- _Objetivos_:
a - Resuma em duas frases o texto sobre o Direito como ciência dinâmica.
b - Reproduza, sem mudar nada, o trecho do texto sobre o Direito como ciência dinâmica que abre com as palavras que contêm "Direito Enquanto Ciência" e fecha com "ainda na atualidade.".

- _Texto para leitura_:
* * *

Direito Enquanto Ciência Dinâmica

          "Se as leis são cruéis, ou logo serão modificadas, ou não mais poderão vigorar e deixarão o crime impune"(p.31). No livro Dos Delitos e Das Penas, Cesare Beccaria, autor da obra, faz uma importante análise acerca do fenômeno criminológico na segunda metade do século XVIII. Apesar do tempo apresentar-se relativamente remoto, inúmeros aspectos apontados por Beccaria já naquela época permitem o melhor conhecimento do que se entende por delito e pena ainda na atualidade.
          A sentença inicialmente citada demonstra a importância do estabelecimento do Direito como ciência dinâmica. Em consonância a essa ideia, temos o que disserta Pierre Bourdieu acerca do que viria a ser o "Poder Simbólico". Dito isso, esse texto sócio-jurídico visa, então, à análise do evento que ficou conhecido como ADPF (Arguição de Descumprimento de Preceito Fundamental) 54/DF sob a perspectiva da teoria tecida por Bourdieu e da ideia de dinamicidade do Direito.

* * *

- _Trechos dos dados_:
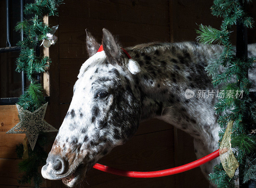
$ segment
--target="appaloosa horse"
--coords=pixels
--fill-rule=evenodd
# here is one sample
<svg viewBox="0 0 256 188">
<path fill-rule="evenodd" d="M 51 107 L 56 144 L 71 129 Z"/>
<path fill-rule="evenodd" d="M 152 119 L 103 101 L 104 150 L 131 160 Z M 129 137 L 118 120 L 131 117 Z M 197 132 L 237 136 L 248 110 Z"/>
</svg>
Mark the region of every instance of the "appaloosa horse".
<svg viewBox="0 0 256 188">
<path fill-rule="evenodd" d="M 206 93 L 188 99 L 185 91 L 214 89 L 204 67 L 218 58 L 220 46 L 150 43 L 126 51 L 103 29 L 104 51 L 97 52 L 100 44 L 87 34 L 90 58 L 81 67 L 69 108 L 42 169 L 44 178 L 74 186 L 100 159 L 132 136 L 140 122 L 153 117 L 192 136 L 198 158 L 218 149 L 217 97 Z M 131 64 L 125 51 L 134 60 Z M 249 45 L 248 51 L 256 56 L 256 45 Z M 201 166 L 202 172 L 207 176 L 219 162 Z"/>
</svg>

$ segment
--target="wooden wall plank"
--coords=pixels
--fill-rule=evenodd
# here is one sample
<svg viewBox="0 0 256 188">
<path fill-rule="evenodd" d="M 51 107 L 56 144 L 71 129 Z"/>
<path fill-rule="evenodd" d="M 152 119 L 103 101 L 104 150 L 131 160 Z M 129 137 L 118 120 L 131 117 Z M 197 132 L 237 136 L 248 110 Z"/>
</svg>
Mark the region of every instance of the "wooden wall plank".
<svg viewBox="0 0 256 188">
<path fill-rule="evenodd" d="M 86 28 L 100 42 L 102 29 L 106 27 L 114 35 L 118 35 L 119 41 L 124 47 L 154 41 L 170 41 L 170 28 L 168 25 L 156 26 L 148 24 L 84 18 L 76 22 L 72 19 L 66 18 L 62 20 L 61 18 L 60 24 L 61 26 L 59 35 L 60 44 L 61 46 L 60 49 L 60 58 L 82 58 L 85 60 L 87 56 L 85 44 Z"/>
<path fill-rule="evenodd" d="M 70 102 L 73 96 L 73 88 L 77 75 L 85 60 L 81 59 L 60 59 L 60 101 Z"/>
<path fill-rule="evenodd" d="M 23 143 L 25 134 L 5 134 L 0 132 L 0 158 L 16 159 L 15 150 L 19 142 Z"/>
<path fill-rule="evenodd" d="M 157 3 L 154 0 L 100 0 L 87 1 L 84 3 L 79 0 L 72 0 L 61 5 L 60 20 L 65 17 L 65 13 L 78 19 L 86 18 L 166 25 L 169 21 L 168 8 L 167 0 L 158 1 Z"/>
<path fill-rule="evenodd" d="M 0 188 L 28 188 L 33 187 L 32 186 L 19 186 L 18 185 L 0 185 Z"/>
<path fill-rule="evenodd" d="M 16 105 L 0 106 L 0 132 L 7 132 L 19 122 Z"/>
<path fill-rule="evenodd" d="M 0 185 L 4 187 L 8 187 L 8 185 L 19 186 L 18 183 L 18 179 L 21 176 L 19 171 L 18 164 L 21 161 L 21 159 L 12 159 L 0 158 Z M 43 181 L 42 187 L 48 187 L 49 185 L 47 184 L 47 181 Z M 25 186 L 33 186 L 33 184 L 31 185 L 25 184 L 22 185 Z M 6 186 L 6 187 L 4 187 Z M 1 186 L 0 186 L 0 187 Z"/>
</svg>

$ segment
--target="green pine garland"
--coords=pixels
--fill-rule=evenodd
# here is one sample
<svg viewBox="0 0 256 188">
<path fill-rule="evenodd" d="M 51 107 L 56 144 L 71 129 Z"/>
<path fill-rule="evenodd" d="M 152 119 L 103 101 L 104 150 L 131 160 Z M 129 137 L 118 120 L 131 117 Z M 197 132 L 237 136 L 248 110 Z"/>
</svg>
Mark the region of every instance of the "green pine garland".
<svg viewBox="0 0 256 188">
<path fill-rule="evenodd" d="M 250 1 L 247 0 L 247 3 Z M 220 29 L 201 25 L 197 31 L 199 35 L 197 38 L 204 43 L 216 42 L 224 46 L 220 58 L 210 60 L 205 68 L 212 77 L 214 86 L 224 85 L 222 89 L 225 93 L 228 90 L 234 91 L 234 96 L 237 90 L 244 92 L 242 99 L 234 97 L 220 99 L 215 108 L 216 113 L 220 115 L 218 120 L 221 128 L 220 142 L 228 122 L 234 121 L 231 135 L 231 146 L 238 151 L 234 154 L 240 164 L 239 177 L 245 183 L 249 180 L 256 180 L 256 136 L 250 133 L 252 125 L 255 126 L 256 123 L 256 102 L 253 102 L 249 97 L 252 84 L 246 78 L 248 70 L 255 64 L 256 58 L 238 59 L 229 37 L 232 27 L 238 21 L 242 22 L 245 27 L 251 28 L 254 22 L 251 18 L 247 16 L 237 0 L 214 0 L 211 10 L 213 15 L 223 18 Z M 220 65 L 226 68 L 221 74 L 218 72 Z M 231 79 L 235 80 L 235 82 L 232 82 Z M 249 119 L 246 119 L 248 117 Z M 235 176 L 230 178 L 220 163 L 214 167 L 209 179 L 218 187 L 234 187 L 234 180 L 237 177 Z"/>
<path fill-rule="evenodd" d="M 36 0 L 35 3 L 26 5 L 24 12 L 26 15 L 34 16 L 29 19 L 24 19 L 18 22 L 16 27 L 16 31 L 23 29 L 25 37 L 23 41 L 19 41 L 17 45 L 21 48 L 20 53 L 17 58 L 16 71 L 26 73 L 31 82 L 26 89 L 24 94 L 19 99 L 18 104 L 31 112 L 33 112 L 45 103 L 42 86 L 36 78 L 37 74 L 44 72 L 51 63 L 49 57 L 36 56 L 35 47 L 40 41 L 47 39 L 50 28 L 43 22 L 44 15 L 58 15 L 57 7 L 62 0 Z M 18 180 L 20 184 L 31 183 L 32 180 L 35 187 L 40 187 L 43 182 L 39 167 L 45 164 L 47 154 L 44 147 L 47 143 L 46 135 L 39 134 L 34 151 L 28 144 L 28 158 L 24 159 L 19 164 L 22 176 Z M 16 151 L 18 157 L 22 157 L 23 145 L 20 143 L 17 146 Z"/>
</svg>

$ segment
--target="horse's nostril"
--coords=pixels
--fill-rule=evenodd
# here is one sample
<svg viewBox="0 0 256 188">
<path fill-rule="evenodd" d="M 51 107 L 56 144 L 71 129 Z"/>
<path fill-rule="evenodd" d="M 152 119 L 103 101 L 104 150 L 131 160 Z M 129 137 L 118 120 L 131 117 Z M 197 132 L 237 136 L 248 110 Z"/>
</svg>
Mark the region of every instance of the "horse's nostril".
<svg viewBox="0 0 256 188">
<path fill-rule="evenodd" d="M 51 168 L 58 174 L 61 174 L 65 170 L 64 161 L 59 156 L 49 154 L 46 162 L 51 164 Z"/>
<path fill-rule="evenodd" d="M 59 171 L 62 168 L 62 163 L 61 162 L 59 159 L 57 159 L 55 162 L 52 165 L 52 169 L 56 171 Z"/>
</svg>

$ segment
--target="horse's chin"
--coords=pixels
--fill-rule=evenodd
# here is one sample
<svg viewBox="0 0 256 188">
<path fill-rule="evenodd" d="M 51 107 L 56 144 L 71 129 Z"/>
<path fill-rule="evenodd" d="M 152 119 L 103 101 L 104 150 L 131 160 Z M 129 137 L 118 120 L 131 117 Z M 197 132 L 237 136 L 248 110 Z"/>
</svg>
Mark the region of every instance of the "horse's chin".
<svg viewBox="0 0 256 188">
<path fill-rule="evenodd" d="M 62 183 L 68 187 L 72 187 L 83 181 L 84 174 L 85 174 L 86 168 L 82 164 L 69 176 L 61 178 Z"/>
<path fill-rule="evenodd" d="M 52 173 L 49 173 L 47 169 L 47 164 L 42 168 L 42 175 L 44 178 L 50 180 L 61 180 L 62 183 L 68 187 L 72 187 L 83 181 L 84 177 L 84 175 L 86 170 L 85 165 L 83 164 L 79 165 L 75 169 L 67 172 L 67 175 L 58 176 L 53 175 Z M 48 165 L 49 165 L 48 164 Z"/>
</svg>

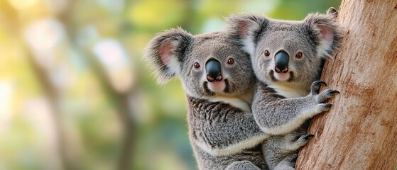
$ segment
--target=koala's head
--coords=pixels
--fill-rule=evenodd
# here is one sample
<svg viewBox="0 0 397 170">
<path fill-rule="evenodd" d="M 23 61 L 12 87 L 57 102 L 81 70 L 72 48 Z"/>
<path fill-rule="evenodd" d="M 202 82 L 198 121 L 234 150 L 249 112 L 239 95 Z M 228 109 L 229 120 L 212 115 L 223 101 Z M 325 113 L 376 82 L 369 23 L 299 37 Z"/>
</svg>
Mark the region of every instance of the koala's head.
<svg viewBox="0 0 397 170">
<path fill-rule="evenodd" d="M 340 33 L 336 16 L 333 8 L 326 15 L 309 14 L 300 21 L 233 15 L 228 18 L 228 28 L 251 55 L 259 79 L 308 91 L 311 83 L 320 79 L 324 60 L 338 49 Z"/>
<path fill-rule="evenodd" d="M 192 35 L 181 28 L 168 30 L 151 40 L 145 56 L 158 82 L 177 75 L 193 97 L 241 95 L 256 79 L 249 54 L 227 32 Z"/>
</svg>

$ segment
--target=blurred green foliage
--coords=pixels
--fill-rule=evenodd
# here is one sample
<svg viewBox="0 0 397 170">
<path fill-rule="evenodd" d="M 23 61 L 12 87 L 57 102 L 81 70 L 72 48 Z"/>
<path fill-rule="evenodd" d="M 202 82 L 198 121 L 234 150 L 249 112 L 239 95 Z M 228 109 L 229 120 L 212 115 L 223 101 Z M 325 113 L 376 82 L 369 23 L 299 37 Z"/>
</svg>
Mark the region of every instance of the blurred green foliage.
<svg viewBox="0 0 397 170">
<path fill-rule="evenodd" d="M 0 170 L 196 169 L 183 90 L 156 83 L 142 59 L 150 39 L 217 30 L 233 13 L 301 20 L 339 4 L 0 0 Z M 104 42 L 114 46 L 97 52 Z"/>
</svg>

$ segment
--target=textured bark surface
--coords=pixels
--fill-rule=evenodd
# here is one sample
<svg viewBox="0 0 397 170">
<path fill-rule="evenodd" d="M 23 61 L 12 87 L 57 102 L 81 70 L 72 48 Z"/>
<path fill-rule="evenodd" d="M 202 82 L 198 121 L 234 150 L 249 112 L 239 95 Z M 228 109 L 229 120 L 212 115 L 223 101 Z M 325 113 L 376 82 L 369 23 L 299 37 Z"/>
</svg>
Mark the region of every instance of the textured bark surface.
<svg viewBox="0 0 397 170">
<path fill-rule="evenodd" d="M 341 50 L 322 72 L 341 94 L 315 117 L 297 169 L 397 168 L 397 1 L 343 1 Z"/>
</svg>

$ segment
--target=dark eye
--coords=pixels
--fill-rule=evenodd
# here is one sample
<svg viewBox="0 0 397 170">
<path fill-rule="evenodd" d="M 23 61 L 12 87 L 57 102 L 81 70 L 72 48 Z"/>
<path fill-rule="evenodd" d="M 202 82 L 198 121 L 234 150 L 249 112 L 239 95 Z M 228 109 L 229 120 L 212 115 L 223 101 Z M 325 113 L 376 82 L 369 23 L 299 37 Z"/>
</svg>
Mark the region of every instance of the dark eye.
<svg viewBox="0 0 397 170">
<path fill-rule="evenodd" d="M 227 64 L 232 65 L 233 64 L 234 64 L 234 60 L 232 58 L 227 60 Z"/>
<path fill-rule="evenodd" d="M 302 58 L 302 57 L 303 57 L 303 54 L 302 54 L 302 52 L 298 52 L 298 53 L 296 53 L 295 57 L 300 59 L 300 58 Z"/>
<path fill-rule="evenodd" d="M 200 68 L 200 64 L 198 64 L 198 62 L 195 62 L 195 64 L 193 64 L 193 66 L 194 66 L 195 68 L 196 68 L 196 69 Z"/>
<path fill-rule="evenodd" d="M 270 52 L 268 50 L 265 50 L 263 55 L 265 55 L 266 57 L 268 57 L 270 55 Z"/>
</svg>

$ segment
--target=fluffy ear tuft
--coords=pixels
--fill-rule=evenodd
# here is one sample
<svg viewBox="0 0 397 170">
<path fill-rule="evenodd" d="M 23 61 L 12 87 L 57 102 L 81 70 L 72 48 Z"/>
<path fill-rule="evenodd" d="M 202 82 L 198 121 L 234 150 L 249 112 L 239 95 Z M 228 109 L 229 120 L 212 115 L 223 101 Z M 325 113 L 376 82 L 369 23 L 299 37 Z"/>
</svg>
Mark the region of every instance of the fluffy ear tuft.
<svg viewBox="0 0 397 170">
<path fill-rule="evenodd" d="M 232 14 L 226 18 L 227 30 L 237 40 L 244 51 L 253 55 L 262 30 L 268 21 L 258 13 Z"/>
<path fill-rule="evenodd" d="M 317 43 L 317 56 L 325 59 L 332 58 L 340 45 L 341 30 L 335 23 L 337 11 L 330 8 L 327 15 L 312 13 L 303 23 Z"/>
<path fill-rule="evenodd" d="M 165 30 L 154 37 L 144 57 L 155 70 L 157 81 L 165 83 L 181 69 L 185 51 L 193 36 L 180 28 Z"/>
</svg>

* * *

- _Respostas das tarefas_:
a - O texto parte de uma frase de Cesare Beccaria, do livro Dos Delitos e Das Penas, que analisa o crime na segunda metade do século XVIII e cujas ideias ainda ajudam a entender hoje o que são delito e pena. Essa frase mostra a importância de tratar o Direito como ciência dinâmica, e o texto se propõe a analisar a ADPF 54/DF a partir dessa ideia e da teoria do "Poder Simbólico" de Pierre Bourdieu.

b -
Direito Enquanto Ciência Dinâmica

          "Se as leis são cruéis, ou logo serão modificadas, ou não mais poderão vigorar e deixarão o crime impune"(p.31). No livro Dos Delitos e Das Penas, Cesare Beccaria, autor da obra, faz uma importante análise acerca do fenômeno criminológico na segunda metade do século XVIII. Apesar do tempo apresentar-se relativamente remoto, inúmeros aspectos apontados por Beccaria já naquela época permitem o melhor conhecimento do que se entende por delito e pena ainda na atualidade.